Saved data entries:
━━━━
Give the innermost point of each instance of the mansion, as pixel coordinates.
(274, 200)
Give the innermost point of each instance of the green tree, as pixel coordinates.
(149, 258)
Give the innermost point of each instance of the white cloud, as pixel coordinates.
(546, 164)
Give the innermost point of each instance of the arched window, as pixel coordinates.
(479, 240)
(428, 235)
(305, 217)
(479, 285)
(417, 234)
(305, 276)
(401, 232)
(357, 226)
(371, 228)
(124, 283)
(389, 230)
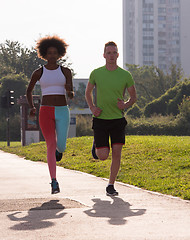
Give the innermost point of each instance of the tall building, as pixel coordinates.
(156, 32)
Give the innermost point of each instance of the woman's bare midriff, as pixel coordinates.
(54, 100)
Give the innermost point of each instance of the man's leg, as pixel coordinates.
(102, 153)
(116, 160)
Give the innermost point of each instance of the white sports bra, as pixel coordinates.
(52, 82)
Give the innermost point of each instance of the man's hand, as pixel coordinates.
(120, 104)
(96, 111)
(70, 94)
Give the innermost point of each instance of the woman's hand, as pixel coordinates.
(96, 111)
(32, 112)
(120, 104)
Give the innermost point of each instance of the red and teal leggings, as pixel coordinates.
(54, 123)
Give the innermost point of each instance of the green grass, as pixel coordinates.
(156, 163)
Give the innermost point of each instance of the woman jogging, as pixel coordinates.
(54, 116)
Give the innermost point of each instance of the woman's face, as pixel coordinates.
(52, 55)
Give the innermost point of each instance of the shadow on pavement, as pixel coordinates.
(36, 218)
(116, 211)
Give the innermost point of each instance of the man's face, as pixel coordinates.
(52, 54)
(111, 54)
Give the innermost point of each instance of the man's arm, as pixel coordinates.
(132, 99)
(88, 95)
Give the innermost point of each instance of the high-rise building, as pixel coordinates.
(156, 32)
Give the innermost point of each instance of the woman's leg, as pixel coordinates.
(62, 121)
(47, 125)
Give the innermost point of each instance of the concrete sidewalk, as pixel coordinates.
(82, 211)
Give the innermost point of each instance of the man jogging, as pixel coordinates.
(110, 82)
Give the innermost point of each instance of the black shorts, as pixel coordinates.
(103, 129)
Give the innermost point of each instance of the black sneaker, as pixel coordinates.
(94, 151)
(54, 186)
(58, 156)
(110, 191)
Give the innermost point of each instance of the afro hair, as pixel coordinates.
(51, 41)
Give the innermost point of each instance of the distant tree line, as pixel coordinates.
(159, 93)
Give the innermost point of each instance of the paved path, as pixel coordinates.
(82, 211)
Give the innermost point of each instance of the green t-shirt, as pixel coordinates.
(110, 85)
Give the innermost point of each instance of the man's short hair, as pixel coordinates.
(111, 43)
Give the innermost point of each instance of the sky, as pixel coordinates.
(85, 25)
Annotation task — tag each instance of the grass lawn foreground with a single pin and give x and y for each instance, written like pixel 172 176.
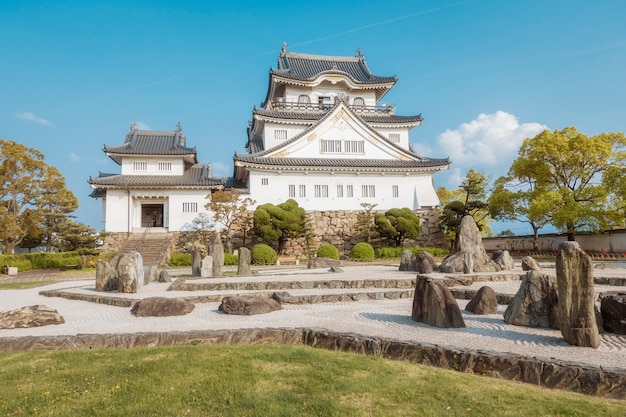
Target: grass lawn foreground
pixel 263 380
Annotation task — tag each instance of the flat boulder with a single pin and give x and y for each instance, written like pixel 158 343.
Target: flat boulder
pixel 613 312
pixel 162 307
pixel 434 304
pixel 248 306
pixel 424 263
pixel 316 263
pixel 484 302
pixel 530 264
pixel 504 259
pixel 32 316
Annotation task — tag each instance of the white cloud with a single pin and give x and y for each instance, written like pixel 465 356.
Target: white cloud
pixel 74 157
pixel 221 169
pixel 488 144
pixel 32 118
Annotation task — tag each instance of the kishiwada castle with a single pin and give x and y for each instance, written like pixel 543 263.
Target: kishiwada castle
pixel 322 137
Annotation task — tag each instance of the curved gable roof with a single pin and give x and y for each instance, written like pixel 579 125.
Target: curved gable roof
pixel 149 142
pixel 307 67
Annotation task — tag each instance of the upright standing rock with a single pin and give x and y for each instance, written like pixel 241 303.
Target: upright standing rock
pixel 245 259
pixel 216 250
pixel 196 263
pixel 127 275
pixel 206 271
pixel 471 256
pixel 434 304
pixel 574 274
pixel 407 260
pixel 105 277
pixel 535 304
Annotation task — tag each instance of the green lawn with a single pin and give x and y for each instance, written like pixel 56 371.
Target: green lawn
pixel 258 380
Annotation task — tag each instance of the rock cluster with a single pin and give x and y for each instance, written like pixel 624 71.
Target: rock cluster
pixel 32 316
pixel 434 304
pixel 248 306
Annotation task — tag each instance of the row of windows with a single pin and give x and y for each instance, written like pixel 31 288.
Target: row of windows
pixel 352 146
pixel 335 146
pixel 143 166
pixel 321 191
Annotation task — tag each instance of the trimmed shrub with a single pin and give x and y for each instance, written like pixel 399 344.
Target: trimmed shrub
pixel 328 251
pixel 362 252
pixel 263 254
pixel 396 252
pixel 230 259
pixel 180 259
pixel 18 261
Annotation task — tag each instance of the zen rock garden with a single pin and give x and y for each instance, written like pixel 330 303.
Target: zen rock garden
pixel 566 302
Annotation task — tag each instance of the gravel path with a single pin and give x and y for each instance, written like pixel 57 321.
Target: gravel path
pixel 385 318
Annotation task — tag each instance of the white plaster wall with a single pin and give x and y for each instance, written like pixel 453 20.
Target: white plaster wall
pixel 153 166
pixel 179 221
pixel 116 212
pixel 414 191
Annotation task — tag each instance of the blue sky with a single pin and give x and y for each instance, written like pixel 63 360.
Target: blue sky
pixel 485 74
━━━━
*Work instructions*. Print out every record above exactly as given. Do not include the pictures.

*Task answer*.
Give the innermost point of each instance of the mansion, as pixel coordinates.
(274, 200)
Give the innermost point of each instance of the green tree, as pixel coordinates.
(149, 258)
Give the innermost point of each instance of the white cloud, as pixel coordinates.
(546, 164)
Give the innermost point of each instance of the arched window, as pixel coordinates.
(479, 240)
(428, 235)
(305, 217)
(479, 285)
(417, 234)
(305, 276)
(401, 232)
(357, 226)
(371, 228)
(124, 283)
(389, 230)
Give the innermost point of each instance of the tall building, as pixel coordinates.
(156, 32)
Give the innermost point of each instance of the woman's bare midriff, as pixel coordinates.
(54, 100)
Give the innermost point of each instance of the man's leg, as pixel coordinates.
(102, 153)
(116, 160)
Give the innermost point of each instance of the white sports bra, as pixel coordinates.
(52, 82)
Give the innermost point of each instance of the man's hand, as pixel coordinates.
(120, 104)
(96, 111)
(70, 94)
Give the innermost point of each instance of the woman's hand, as pixel coordinates.
(96, 111)
(32, 112)
(120, 104)
Give the innermost point of each instance of the red and teal leggings, as pixel coordinates.
(54, 123)
Give the innermost point of each instance of the green grass, as pixel coordinates.
(156, 163)
Give the innermost point of each instance of the woman jogging, as pixel coordinates.
(54, 116)
Give the innermost point of each instance of the woman's face, as pixel coordinates.
(52, 55)
Give the innermost point of each instance of the shadow on pavement, as pixel coordinates.
(36, 218)
(116, 211)
Give the innermost point of each instance of the man's face, as pixel coordinates.
(52, 54)
(111, 54)
Give the innermost point of each instance of the man's arm, as pixel coordinates.
(132, 99)
(88, 95)
Give the innermost point of each instance of the high-rise building, as pixel coordinates.
(156, 32)
Give the innermost point of each instance of the woman's leg, as pixel coordinates.
(62, 121)
(47, 125)
Give the innermost point of each instance of the concrete sidewalk, as pixel coordinates.
(82, 211)
Give the innermost point of each instance of the man jogging, as pixel coordinates.
(110, 82)
Give the innermost point of each instance of the black shorts, as pixel coordinates.
(103, 129)
Give the innermost point of each instance of the black sneaker, as pixel coordinates.
(94, 151)
(54, 186)
(58, 156)
(110, 191)
Give the innermost point of each instance of the afro hair, as pixel coordinates.
(51, 41)
Give the innermost point of each instance of the distant tree line, as pixel coordinates.
(159, 93)
Give the innermost point of each instance of the paved path, as pixel coordinates.
(82, 211)
Give the innermost point of each instance of the green t-shirt, as pixel coordinates.
(110, 85)
Give the innermost point of each instance of the man's short hair, as pixel coordinates.
(111, 43)
Give the innermost point of each instance of the sky, as pixel coordinates.
(85, 25)
Annotation task — tag each instance of the grass lawn foreground with a single pin and give x and y for each instance, written like pixel 172 176.
Target: grass lawn foreground
pixel 263 380
Annotation task — tag each instance of the flat boulder with a single pin and give x and y for each instance, written like pixel 158 343.
Target: flat boulder
pixel 613 312
pixel 162 307
pixel 434 304
pixel 248 306
pixel 424 263
pixel 316 263
pixel 484 302
pixel 530 264
pixel 504 259
pixel 32 316
Annotation task — tag each instance of the white cloud with a single pin and give x and y for each instance, written like pixel 465 356.
Target: white cloud
pixel 74 157
pixel 221 169
pixel 488 144
pixel 32 118
Annotation task — tag each instance of the kishiwada castle with a single pin and give x and y for each instance, written like pixel 543 263.
Target: kishiwada castle
pixel 322 137
Annotation task — tag each instance of the curved gable roof with a single pin and give x and y for each instance, written like pixel 579 125.
Target: curved gable roof
pixel 149 142
pixel 307 67
Annotation task — tag each instance of the upright standing rock with a single pin and give x and y for each instance, written like pixel 241 303.
Target: upright standing rock
pixel 245 259
pixel 216 250
pixel 196 263
pixel 127 275
pixel 206 271
pixel 471 256
pixel 434 304
pixel 574 274
pixel 407 260
pixel 105 277
pixel 535 304
Annotation task — tag each instance of the green lawn with a single pin and give x and y for each instance, written like pixel 56 371.
Target: green lawn
pixel 258 380
Annotation task — tag each instance of the rock cluster with a single pin and give x and y for each instance, written like pixel 624 71.
Target: rock cluster
pixel 32 316
pixel 434 304
pixel 248 306
Annotation task — tag each instance of the row of windows with a single pin and give x and y for each instance, written like pixel 31 288.
Target: row of windows
pixel 352 146
pixel 335 146
pixel 143 166
pixel 321 191
Annotation task — tag each instance of the trimmed shrub with a single pin and give x and y for each instance, written like pixel 399 344.
Target: trimmed shrub
pixel 328 251
pixel 362 252
pixel 263 254
pixel 396 252
pixel 230 259
pixel 180 259
pixel 18 261
Annotation task — tag each instance of the zen rock garden with a single pin and give x and y for each instance, written like pixel 330 303.
Target: zen rock garden
pixel 566 302
Annotation task — tag each instance of the gravel path with a single pin and give x and y for each instance, written like pixel 57 321.
Target: gravel path
pixel 385 318
Annotation task — tag each instance of the white plaster wall with a single pin and give x and y for each instance, written like pixel 453 20.
Target: white plaster wall
pixel 153 166
pixel 179 221
pixel 116 212
pixel 414 191
Annotation task — tag each instance of the blue sky with a single pin and give x and y for each instance, written like pixel 63 360.
Target: blue sky
pixel 485 74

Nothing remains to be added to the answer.